### Assignment
Pull out every line in the data that has the string "sprinkler" in it.

+ + +

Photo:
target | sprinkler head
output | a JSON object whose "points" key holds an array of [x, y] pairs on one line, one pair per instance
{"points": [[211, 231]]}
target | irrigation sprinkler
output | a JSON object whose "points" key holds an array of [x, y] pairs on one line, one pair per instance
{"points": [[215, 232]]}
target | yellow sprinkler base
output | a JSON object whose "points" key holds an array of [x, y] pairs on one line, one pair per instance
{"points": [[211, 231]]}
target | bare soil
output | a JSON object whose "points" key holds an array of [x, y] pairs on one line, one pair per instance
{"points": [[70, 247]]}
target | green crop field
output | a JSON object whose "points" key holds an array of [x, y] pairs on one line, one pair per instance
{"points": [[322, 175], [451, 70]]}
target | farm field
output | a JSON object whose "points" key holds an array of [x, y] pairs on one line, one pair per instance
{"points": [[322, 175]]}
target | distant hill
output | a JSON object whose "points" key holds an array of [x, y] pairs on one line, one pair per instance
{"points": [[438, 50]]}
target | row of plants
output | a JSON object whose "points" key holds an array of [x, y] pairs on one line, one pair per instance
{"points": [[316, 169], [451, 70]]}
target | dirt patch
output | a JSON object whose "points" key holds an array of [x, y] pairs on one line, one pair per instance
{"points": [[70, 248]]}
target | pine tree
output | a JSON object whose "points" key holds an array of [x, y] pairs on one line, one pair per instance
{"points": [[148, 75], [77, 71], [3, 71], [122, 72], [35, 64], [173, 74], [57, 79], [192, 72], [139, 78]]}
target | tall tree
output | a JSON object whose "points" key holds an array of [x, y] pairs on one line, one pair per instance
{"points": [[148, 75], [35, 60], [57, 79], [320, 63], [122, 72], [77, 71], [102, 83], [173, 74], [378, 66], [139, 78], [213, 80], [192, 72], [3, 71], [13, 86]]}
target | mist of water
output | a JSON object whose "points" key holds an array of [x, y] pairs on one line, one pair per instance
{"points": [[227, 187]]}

+ + +

### Written answer
target | sprinkler head
target | irrigation sprinkler
target | yellow sprinkler base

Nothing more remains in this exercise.